● **Text to read**:
>>>>

Butternut squash is a superb source of Vitamin A and it's one vegetable that we could not possibly live without. Here are a few things I've learned about choosing a good butternut squash :

  • Pick a squash that is heavy for its size. this indicates a high moisture content.
  • Bigger squash tend to have a more highly developed flavour
  • The rind should be firm and unbroken
  • The colour should be matte, if it is shiny it is a sign that it wasn't ripe when it was picked
  • store in a cool, dry, well-ventilated place

Butternut Squash and Spinach Cannelloni GF SCD

4 large leeks

1 large butternut squash (about 1.5kg)
2 large handfuls spinach (about 80-100g)
10-12 sage leaves
sea salt and freshly ground black pepper
pumpkin seeds
extra virgin olive oil

Cheese Sauce

1 large cauliflower
2 medium onions (optional)
100g cheddar cheese
sea salt and freshly ground black pepper

OR Vegan Option

Tomato Sauce GF SCD

Leeks are renowned for holding the dirt inside their layers. However, the leeks for sale these days tend to be very clean. Sometimes there is a little dirt at the green end but rarely is there any at the white. Choose leeks no more than 4 cms in diameter or they could be tough! Prepare the leeks by slicing about 10-12 cms (4 or 5 inches) from the root end to form the tubes. Chop off the root base and discard any tough outer leaves. Give them a quick wash.

<<<<

Point labeling data

>>>>

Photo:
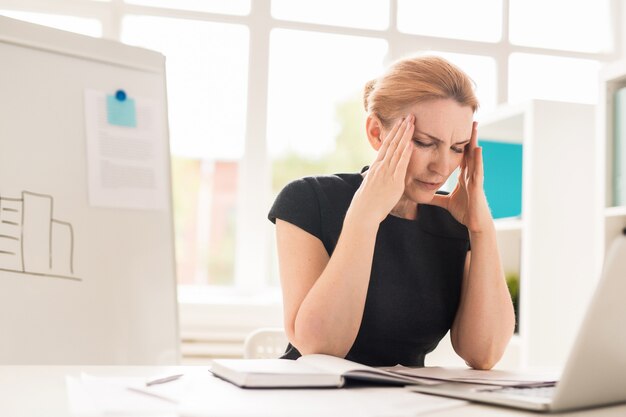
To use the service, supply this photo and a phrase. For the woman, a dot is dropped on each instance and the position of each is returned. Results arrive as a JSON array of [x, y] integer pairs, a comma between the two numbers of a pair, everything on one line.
[[376, 267]]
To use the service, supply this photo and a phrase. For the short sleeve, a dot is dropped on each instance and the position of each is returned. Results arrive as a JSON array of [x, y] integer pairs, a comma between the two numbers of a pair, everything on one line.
[[298, 204]]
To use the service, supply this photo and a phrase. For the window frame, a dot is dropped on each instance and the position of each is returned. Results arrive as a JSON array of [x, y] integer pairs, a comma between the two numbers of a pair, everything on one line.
[[253, 236]]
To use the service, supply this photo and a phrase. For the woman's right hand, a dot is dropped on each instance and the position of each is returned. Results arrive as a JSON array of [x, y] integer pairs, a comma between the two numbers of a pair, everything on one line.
[[383, 184]]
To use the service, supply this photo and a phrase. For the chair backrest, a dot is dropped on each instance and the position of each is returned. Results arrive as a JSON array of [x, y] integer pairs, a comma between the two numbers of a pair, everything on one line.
[[265, 343]]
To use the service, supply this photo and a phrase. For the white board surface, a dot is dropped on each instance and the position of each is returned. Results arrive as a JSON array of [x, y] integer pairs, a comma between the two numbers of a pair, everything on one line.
[[79, 283]]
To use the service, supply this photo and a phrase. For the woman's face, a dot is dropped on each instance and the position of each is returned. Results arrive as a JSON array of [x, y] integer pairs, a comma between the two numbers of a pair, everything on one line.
[[442, 130]]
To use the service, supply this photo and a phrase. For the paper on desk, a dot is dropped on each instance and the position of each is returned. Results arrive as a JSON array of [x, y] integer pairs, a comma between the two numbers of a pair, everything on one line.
[[473, 376], [214, 397], [96, 396]]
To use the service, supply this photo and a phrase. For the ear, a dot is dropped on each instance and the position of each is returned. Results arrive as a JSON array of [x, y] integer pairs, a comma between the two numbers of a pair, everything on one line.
[[374, 129]]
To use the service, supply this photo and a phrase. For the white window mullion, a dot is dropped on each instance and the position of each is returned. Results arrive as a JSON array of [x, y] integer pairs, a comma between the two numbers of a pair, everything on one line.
[[252, 236]]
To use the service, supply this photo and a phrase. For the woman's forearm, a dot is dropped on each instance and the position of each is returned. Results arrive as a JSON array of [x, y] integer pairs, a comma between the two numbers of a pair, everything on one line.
[[485, 320], [329, 317]]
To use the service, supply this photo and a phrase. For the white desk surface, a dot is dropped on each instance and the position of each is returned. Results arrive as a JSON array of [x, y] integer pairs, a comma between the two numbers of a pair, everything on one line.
[[41, 391]]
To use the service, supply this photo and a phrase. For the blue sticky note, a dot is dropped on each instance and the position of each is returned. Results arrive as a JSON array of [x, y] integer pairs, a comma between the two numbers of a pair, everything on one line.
[[121, 112]]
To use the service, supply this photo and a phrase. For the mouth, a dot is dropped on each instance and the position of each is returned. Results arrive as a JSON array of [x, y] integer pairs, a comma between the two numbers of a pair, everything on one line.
[[431, 186]]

<<<<

● **Problem requirements**: Transcribe the butternut squash text at the top word for word, from its first line to its last.

● **Exercise solution**:
Butternut squash is a superb source of Vitamin A and it's one vegetable that we could not possibly live without. Here are a few things I've learned about choosing a good butternut squash :

  • Pick a squash that is heavy for its size. this indicates a high moisture content.
  • Bigger squash tend to have a more highly developed flavour
  • The rind should be firm and unbroken
  • The colour should be matte, if it is shiny it is a sign that it wasn't ripe when it was picked
  • store in a cool, dry, well-ventilated place

Butternut Squash and Spinach Cannelloni GF SCD

4 large leeks

1 large butternut squash (about 1.5kg)
2 large handfuls spinach (about 80-100g)
10-12 sage leaves
sea salt and freshly ground black pepper
pumpkin seeds
extra virgin olive oil

Cheese Sauce

1 large cauliflower
2 medium onions (optional)
100g cheddar cheese
sea salt and freshly ground black pepper

OR Vegan Option

Tomato Sauce GF SCD

Leeks are renowned for holding the dirt inside their layers. However, the leeks for sale these days tend to be very clean. Sometimes there is a little dirt at the green end but rarely is there any at the white. Choose leeks no more than 4 cms in diameter or they could be tough! Prepare the leeks by slicing about 10-12 cms (4 or 5 inches) from the root end to form the tubes. Chop off the root base and discard any tough outer leaves. Give them a quick wash.